▸ **Problem details**
Reproduce the entries exactly. Omit none of them.

++++++++++

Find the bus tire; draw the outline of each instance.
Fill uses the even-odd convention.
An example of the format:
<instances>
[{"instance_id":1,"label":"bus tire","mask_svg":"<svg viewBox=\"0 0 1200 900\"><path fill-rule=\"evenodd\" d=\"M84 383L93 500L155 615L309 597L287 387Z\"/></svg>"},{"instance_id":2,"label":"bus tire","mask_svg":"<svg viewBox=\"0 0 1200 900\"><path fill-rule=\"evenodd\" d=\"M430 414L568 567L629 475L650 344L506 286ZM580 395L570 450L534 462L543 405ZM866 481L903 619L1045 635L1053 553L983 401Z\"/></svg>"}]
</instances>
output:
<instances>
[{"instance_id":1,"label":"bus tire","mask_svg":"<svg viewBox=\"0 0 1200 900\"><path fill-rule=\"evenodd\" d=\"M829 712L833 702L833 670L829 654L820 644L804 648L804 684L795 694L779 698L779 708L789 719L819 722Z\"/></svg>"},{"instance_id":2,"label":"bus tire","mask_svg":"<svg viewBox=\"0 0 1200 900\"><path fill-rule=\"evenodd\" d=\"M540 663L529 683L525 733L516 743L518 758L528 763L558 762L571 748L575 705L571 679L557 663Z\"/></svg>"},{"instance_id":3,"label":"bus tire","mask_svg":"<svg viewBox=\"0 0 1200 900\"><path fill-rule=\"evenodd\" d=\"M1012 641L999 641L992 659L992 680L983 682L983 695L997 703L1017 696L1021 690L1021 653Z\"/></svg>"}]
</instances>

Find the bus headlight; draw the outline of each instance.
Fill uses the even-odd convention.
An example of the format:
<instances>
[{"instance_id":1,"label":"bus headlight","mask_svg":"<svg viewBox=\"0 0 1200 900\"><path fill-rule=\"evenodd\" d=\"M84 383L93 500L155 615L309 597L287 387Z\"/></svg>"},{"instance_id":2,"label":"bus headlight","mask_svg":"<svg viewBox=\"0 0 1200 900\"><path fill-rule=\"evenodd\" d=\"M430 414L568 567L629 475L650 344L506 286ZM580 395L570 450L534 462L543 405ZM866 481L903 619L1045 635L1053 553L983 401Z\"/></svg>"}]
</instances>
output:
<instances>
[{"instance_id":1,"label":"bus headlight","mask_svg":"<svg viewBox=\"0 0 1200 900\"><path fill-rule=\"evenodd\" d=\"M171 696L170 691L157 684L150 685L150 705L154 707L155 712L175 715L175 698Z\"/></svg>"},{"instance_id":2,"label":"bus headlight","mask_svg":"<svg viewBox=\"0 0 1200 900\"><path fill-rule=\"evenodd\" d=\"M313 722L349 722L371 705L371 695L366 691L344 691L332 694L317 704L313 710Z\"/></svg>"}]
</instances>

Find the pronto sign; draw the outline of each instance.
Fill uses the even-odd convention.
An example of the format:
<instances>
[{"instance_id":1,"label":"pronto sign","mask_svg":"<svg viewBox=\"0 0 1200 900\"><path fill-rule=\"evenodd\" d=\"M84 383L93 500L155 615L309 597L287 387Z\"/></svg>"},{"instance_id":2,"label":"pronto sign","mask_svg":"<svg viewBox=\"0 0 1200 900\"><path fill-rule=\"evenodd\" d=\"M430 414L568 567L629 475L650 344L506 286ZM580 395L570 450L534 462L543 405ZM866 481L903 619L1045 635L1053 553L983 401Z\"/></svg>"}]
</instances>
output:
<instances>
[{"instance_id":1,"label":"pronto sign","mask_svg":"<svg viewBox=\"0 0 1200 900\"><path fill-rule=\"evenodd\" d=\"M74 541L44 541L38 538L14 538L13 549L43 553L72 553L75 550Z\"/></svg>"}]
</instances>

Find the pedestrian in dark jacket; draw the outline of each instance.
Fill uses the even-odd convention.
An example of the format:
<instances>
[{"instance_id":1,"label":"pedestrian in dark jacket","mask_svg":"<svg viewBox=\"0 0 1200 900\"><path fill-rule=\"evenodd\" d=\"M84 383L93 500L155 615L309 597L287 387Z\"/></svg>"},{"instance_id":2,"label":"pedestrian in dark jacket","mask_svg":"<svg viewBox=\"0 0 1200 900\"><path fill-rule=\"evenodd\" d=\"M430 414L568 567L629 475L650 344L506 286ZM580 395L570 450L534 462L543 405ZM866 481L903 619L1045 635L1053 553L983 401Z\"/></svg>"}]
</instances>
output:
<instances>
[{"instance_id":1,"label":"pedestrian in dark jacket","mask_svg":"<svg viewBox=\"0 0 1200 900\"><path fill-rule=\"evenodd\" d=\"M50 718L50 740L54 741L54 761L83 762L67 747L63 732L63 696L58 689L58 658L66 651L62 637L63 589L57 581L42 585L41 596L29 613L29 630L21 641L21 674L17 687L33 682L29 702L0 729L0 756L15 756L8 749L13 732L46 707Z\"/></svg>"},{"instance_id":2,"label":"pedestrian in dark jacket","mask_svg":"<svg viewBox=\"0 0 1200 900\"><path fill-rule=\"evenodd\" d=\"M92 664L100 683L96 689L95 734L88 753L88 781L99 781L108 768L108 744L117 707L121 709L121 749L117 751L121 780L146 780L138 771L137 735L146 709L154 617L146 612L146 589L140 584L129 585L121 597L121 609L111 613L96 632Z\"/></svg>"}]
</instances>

++++++++++

▸ **Written solution**
Find the bus tire; draw the outline of each instance.
Fill uses the even-odd convention.
An example of the format:
<instances>
[{"instance_id":1,"label":"bus tire","mask_svg":"<svg viewBox=\"0 0 1200 900\"><path fill-rule=\"evenodd\" d=\"M84 383L93 500L155 615L309 597L287 387Z\"/></svg>"},{"instance_id":2,"label":"bus tire","mask_svg":"<svg viewBox=\"0 0 1200 900\"><path fill-rule=\"evenodd\" d=\"M430 414L568 567L629 475L650 344L506 286ZM580 395L570 450L534 462L543 405ZM866 481L903 619L1045 635L1053 553L983 401Z\"/></svg>"}]
</instances>
output:
<instances>
[{"instance_id":1,"label":"bus tire","mask_svg":"<svg viewBox=\"0 0 1200 900\"><path fill-rule=\"evenodd\" d=\"M829 712L833 702L833 670L829 654L820 644L804 648L804 684L795 694L779 698L779 708L789 719L819 722Z\"/></svg>"},{"instance_id":2,"label":"bus tire","mask_svg":"<svg viewBox=\"0 0 1200 900\"><path fill-rule=\"evenodd\" d=\"M540 663L529 683L525 733L516 743L518 758L528 763L558 762L571 748L575 705L571 679L557 663Z\"/></svg>"},{"instance_id":3,"label":"bus tire","mask_svg":"<svg viewBox=\"0 0 1200 900\"><path fill-rule=\"evenodd\" d=\"M1012 641L999 641L992 659L992 680L983 682L983 695L997 703L1017 696L1021 690L1021 653Z\"/></svg>"}]
</instances>

Find the bus headlight; draw the outline of each instance.
Fill uses the even-odd convention.
An example of the format:
<instances>
[{"instance_id":1,"label":"bus headlight","mask_svg":"<svg viewBox=\"0 0 1200 900\"><path fill-rule=\"evenodd\" d=\"M84 383L93 500L155 615L309 597L287 387Z\"/></svg>"},{"instance_id":2,"label":"bus headlight","mask_svg":"<svg viewBox=\"0 0 1200 900\"><path fill-rule=\"evenodd\" d=\"M430 414L568 567L629 475L650 344L506 286ZM580 395L570 450L534 462L543 405ZM866 481L903 619L1045 635L1053 553L983 401Z\"/></svg>"}]
</instances>
output:
<instances>
[{"instance_id":1,"label":"bus headlight","mask_svg":"<svg viewBox=\"0 0 1200 900\"><path fill-rule=\"evenodd\" d=\"M171 696L170 691L157 684L150 685L150 705L154 707L155 712L175 715L175 698Z\"/></svg>"},{"instance_id":2,"label":"bus headlight","mask_svg":"<svg viewBox=\"0 0 1200 900\"><path fill-rule=\"evenodd\" d=\"M313 722L349 722L371 705L371 695L366 691L344 691L332 694L317 704L313 710Z\"/></svg>"}]
</instances>

Find the pronto sign; draw the outline of each instance.
Fill uses the even-odd convention.
An example of the format:
<instances>
[{"instance_id":1,"label":"pronto sign","mask_svg":"<svg viewBox=\"0 0 1200 900\"><path fill-rule=\"evenodd\" d=\"M84 383L93 500L155 615L309 597L287 387Z\"/></svg>"},{"instance_id":2,"label":"pronto sign","mask_svg":"<svg viewBox=\"0 0 1200 900\"><path fill-rule=\"evenodd\" d=\"M430 414L568 567L629 475L650 344L506 286ZM580 395L570 450L534 462L543 405ZM866 481L903 619L1045 635L1053 553L983 401Z\"/></svg>"}]
</instances>
output:
<instances>
[{"instance_id":1,"label":"pronto sign","mask_svg":"<svg viewBox=\"0 0 1200 900\"><path fill-rule=\"evenodd\" d=\"M74 541L44 541L38 538L14 538L13 549L43 553L72 553L75 550Z\"/></svg>"}]
</instances>

Find the pedestrian in dark jacket; draw the outline of each instance.
Fill uses the even-odd convention.
An example of the format:
<instances>
[{"instance_id":1,"label":"pedestrian in dark jacket","mask_svg":"<svg viewBox=\"0 0 1200 900\"><path fill-rule=\"evenodd\" d=\"M84 383L93 500L155 615L309 597L287 387Z\"/></svg>"},{"instance_id":2,"label":"pedestrian in dark jacket","mask_svg":"<svg viewBox=\"0 0 1200 900\"><path fill-rule=\"evenodd\" d=\"M430 414L568 567L629 475L650 344L506 286ZM580 395L570 450L534 462L543 405ZM866 481L903 619L1045 635L1053 553L983 401Z\"/></svg>"}]
</instances>
output:
<instances>
[{"instance_id":1,"label":"pedestrian in dark jacket","mask_svg":"<svg viewBox=\"0 0 1200 900\"><path fill-rule=\"evenodd\" d=\"M50 718L50 740L54 741L54 761L83 762L67 747L63 732L63 696L58 689L58 658L66 651L62 637L63 589L57 581L42 585L41 596L29 613L29 630L21 641L21 674L17 687L33 682L29 702L0 729L0 756L15 756L8 749L13 732L46 707Z\"/></svg>"},{"instance_id":2,"label":"pedestrian in dark jacket","mask_svg":"<svg viewBox=\"0 0 1200 900\"><path fill-rule=\"evenodd\" d=\"M92 664L100 683L96 689L95 734L88 753L88 781L99 781L108 768L108 744L117 707L121 709L121 749L117 751L121 780L146 780L138 771L137 735L146 709L154 617L146 612L146 589L140 584L129 585L121 597L121 609L111 613L96 632Z\"/></svg>"}]
</instances>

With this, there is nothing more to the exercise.